Say whether each statement below agrees with the budget article, answering yes or no and quoting the words of the article that decide it. 1. Arun Jaitley is presenting the Interim Budget 2019. 2. The budget comes ahead of national elections. 3. A government survey put the jobless rate at its highest in at least 45 years.

_Source passage_:
+ + + + + + +

The Centre Hopes To Win Over Farmers, Middle Class With Budget

The Centre Hopes To Win Over Farmers, Middle Class With Budget

The Centre Hopes To Win Over Farmers, Middle Class With Budget(file image) 

New Delhi: Union Minister Piyush Goyal is presenting the Interim Budget 2019, today, in the absence of Finance Minister, Arun Jaitley, who is reported to be in the US for medical treatment. The Budget is very crucial as it comes before the upcoming National elections. The Prime Minister, Narendra Modi and his government is expected to try and shore up its political support with big ticket farm giveaways and tax cuts for the middle class in its final budget.

The Prime Minister, who is facing growing discontent over depressed farm incomes and doubts over whether his policies are creating enough jobs. On Thursday,  a local media report quoted a government survey as saying the jobless rate was the highest in at least 45 years, putting further pressure on the government.

+ + + + + + +

_Entries supplied_:
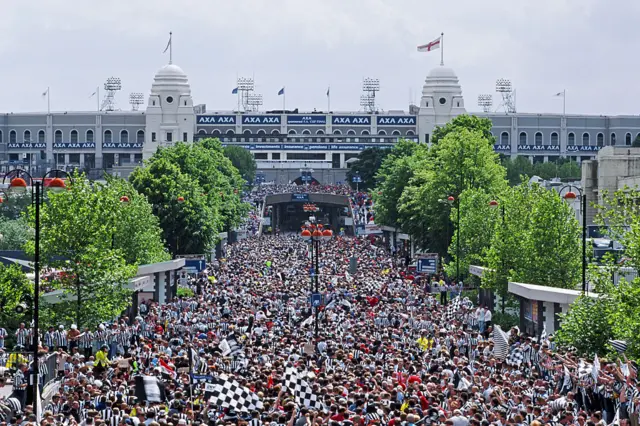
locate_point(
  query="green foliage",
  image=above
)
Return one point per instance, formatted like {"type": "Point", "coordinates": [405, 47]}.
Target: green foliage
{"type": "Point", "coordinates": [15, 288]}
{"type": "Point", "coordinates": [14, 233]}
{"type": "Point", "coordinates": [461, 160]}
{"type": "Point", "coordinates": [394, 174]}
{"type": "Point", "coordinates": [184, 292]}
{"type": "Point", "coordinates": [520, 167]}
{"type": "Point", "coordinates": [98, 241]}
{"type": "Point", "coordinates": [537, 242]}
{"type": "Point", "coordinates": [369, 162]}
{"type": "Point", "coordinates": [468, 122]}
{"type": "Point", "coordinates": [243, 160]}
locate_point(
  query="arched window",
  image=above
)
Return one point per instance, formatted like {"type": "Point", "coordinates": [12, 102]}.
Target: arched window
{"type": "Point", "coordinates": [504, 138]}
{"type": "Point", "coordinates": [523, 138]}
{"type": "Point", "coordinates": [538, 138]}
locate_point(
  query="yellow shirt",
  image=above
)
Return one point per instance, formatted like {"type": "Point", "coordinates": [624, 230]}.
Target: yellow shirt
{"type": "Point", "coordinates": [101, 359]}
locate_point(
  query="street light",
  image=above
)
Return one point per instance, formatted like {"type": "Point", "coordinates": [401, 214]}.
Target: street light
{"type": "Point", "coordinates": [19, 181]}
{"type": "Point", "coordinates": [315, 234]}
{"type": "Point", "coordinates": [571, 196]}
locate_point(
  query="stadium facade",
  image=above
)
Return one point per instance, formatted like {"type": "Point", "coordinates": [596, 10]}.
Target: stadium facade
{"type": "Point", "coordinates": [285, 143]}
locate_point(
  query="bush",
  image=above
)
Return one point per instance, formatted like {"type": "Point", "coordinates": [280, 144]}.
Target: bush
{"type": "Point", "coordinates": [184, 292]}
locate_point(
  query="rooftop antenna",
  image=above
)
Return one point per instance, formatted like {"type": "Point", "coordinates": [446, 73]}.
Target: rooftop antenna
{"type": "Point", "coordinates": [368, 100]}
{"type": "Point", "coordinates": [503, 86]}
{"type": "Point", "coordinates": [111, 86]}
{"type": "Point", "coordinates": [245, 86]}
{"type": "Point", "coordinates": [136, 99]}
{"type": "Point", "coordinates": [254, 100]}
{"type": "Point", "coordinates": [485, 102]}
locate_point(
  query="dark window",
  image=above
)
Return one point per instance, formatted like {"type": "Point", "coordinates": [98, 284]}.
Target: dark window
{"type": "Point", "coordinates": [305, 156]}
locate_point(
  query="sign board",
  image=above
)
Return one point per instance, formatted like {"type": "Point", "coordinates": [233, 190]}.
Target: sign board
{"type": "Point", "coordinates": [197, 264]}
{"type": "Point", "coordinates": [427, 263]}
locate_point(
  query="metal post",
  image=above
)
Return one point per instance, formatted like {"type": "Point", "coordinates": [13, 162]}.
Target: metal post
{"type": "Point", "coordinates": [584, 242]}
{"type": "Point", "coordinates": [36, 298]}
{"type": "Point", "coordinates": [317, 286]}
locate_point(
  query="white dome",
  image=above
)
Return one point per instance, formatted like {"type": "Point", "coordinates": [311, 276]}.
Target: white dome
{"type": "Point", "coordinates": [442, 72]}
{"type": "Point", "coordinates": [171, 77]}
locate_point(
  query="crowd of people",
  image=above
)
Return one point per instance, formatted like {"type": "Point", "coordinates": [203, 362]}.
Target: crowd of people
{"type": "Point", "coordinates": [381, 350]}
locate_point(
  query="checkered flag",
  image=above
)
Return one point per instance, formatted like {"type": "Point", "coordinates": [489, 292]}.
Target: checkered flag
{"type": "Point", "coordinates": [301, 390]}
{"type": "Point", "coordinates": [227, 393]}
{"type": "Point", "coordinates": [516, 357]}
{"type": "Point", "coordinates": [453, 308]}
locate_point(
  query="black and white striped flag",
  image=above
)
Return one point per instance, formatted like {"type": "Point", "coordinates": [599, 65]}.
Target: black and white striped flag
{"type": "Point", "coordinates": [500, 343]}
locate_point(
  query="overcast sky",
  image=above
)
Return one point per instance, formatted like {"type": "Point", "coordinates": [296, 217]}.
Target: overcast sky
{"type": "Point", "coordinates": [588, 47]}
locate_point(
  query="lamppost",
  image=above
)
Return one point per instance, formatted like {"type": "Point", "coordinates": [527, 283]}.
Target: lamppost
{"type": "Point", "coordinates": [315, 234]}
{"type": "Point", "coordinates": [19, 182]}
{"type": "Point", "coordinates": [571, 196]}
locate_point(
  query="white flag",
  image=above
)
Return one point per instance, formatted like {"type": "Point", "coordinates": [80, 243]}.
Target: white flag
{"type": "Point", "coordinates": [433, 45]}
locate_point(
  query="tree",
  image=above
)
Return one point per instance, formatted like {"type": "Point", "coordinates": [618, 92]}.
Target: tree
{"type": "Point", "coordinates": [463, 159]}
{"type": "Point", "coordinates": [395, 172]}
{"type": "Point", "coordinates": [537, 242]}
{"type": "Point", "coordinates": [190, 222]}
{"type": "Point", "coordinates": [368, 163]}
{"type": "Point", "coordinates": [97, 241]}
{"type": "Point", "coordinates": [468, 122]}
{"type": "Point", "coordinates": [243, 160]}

+ + + + + + +

_Exercise answer_:
1. No: "Union Minister Piyush Goyal is presenting the Interim Budget 2019, today, in the absence of Finance Minister, Arun Jaitley"
2. Yes: "it comes before the upcoming National elections"
3. Yes: "quoted a government survey as saying the jobless rate was the highest in at least 45 years"